··· Text section ···

I don't just mean that they aren't eligible for federal financial subsidies--that's a prohibition which I can at least understand, even if I don't agree with it. I mean that they aren't allowed to enroll in ACA exchange-based QHPs even at full price, as noted in Section 1312(f)(3):
(3) Access limited to lawful residents.--If an individual is not, or is not reasonably expected to be for the entire period for which enrollment is sought, a citizen or national of the United States or an alien lawfully present in the United States, the individual shall not be treated as a qualified individual and may not be covered under a qualified health plan in the individual market that is offered through an Exchange.
Last week I noted that of the 33 million people still uninsured in the United States, around 6.5 million of them can't be covered via Affordable Care Act provisions because they're undocumented immigrants, who aren't legally allowed to #GetCovered via either the ACA exchanges (private coverage) or Medicaid expansion (public coverage). Another 3.7 million legal residents/citizens, of course, are caught in the Medicaid Gap. I also brought up the undocumented immigrant factor in a piece yesterday trying to break out the other portions of that 33 million total.
Anyway, in the comments, "dawgitall" asked a reasonable question: If there's around 11 million undocumented immigrants in the U.S. total (everyone seems to agree on that estimate), and 6.5 million of them aren't insured at all, what's the deal with the remaining 4.5 million?

··· Available data ···

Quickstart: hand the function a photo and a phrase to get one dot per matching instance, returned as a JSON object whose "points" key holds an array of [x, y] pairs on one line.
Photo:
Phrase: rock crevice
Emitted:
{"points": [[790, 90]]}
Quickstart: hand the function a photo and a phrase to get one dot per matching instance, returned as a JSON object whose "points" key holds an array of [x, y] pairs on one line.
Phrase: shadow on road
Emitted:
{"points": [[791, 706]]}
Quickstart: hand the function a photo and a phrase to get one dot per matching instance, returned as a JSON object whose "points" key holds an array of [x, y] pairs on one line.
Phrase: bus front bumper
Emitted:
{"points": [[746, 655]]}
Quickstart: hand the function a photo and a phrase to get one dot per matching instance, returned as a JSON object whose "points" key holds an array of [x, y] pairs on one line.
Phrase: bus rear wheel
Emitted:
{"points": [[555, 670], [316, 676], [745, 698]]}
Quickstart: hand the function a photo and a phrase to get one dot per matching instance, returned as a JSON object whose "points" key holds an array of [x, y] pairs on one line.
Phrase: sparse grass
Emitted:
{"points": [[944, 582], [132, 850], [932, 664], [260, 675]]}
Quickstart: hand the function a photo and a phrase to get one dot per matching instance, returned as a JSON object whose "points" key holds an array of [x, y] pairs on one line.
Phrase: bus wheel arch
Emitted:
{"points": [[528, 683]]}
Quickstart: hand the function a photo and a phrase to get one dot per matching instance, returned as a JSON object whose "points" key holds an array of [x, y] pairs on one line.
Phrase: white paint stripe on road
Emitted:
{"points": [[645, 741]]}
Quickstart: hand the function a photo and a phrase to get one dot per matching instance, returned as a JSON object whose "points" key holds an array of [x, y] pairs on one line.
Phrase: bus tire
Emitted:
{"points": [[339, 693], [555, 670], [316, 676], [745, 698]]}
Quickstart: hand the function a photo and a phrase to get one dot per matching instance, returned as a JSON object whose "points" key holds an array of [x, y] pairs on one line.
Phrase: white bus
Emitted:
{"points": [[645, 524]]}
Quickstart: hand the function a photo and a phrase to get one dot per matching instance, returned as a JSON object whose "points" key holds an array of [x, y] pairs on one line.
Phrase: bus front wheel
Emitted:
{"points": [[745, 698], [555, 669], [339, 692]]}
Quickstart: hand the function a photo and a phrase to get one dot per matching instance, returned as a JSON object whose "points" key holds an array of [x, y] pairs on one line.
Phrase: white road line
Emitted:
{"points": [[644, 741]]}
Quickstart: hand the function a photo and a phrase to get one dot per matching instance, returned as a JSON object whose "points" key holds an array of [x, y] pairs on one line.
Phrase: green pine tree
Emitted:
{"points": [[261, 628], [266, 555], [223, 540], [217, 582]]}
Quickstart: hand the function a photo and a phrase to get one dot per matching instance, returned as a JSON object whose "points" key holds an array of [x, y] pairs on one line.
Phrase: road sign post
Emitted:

···

_How to complete this task_. Reproduce word for word the portion of the passage on undocumented immigrants and ACA coverage that begins at "I don't just" and stops after "through an Exchange.".

_Solution_.
I don't just mean that they aren't eligible for federal financial subsidies--that's a prohibition which I can at least understand, even if I don't agree with it. I mean that they aren't allowed to enroll in ACA exchange-based QHPs even at full price, as noted in Section 1312(f)(3):
(3) Access limited to lawful residents.--If an individual is not, or is not reasonably expected to be for the entire period for which enrollment is sought, a citizen or national of the United States or an alien lawfully present in the United States, the individual shall not be treated as a qualified individual and may not be covered under a qualified health plan in the individual market that is offered through an Exchange.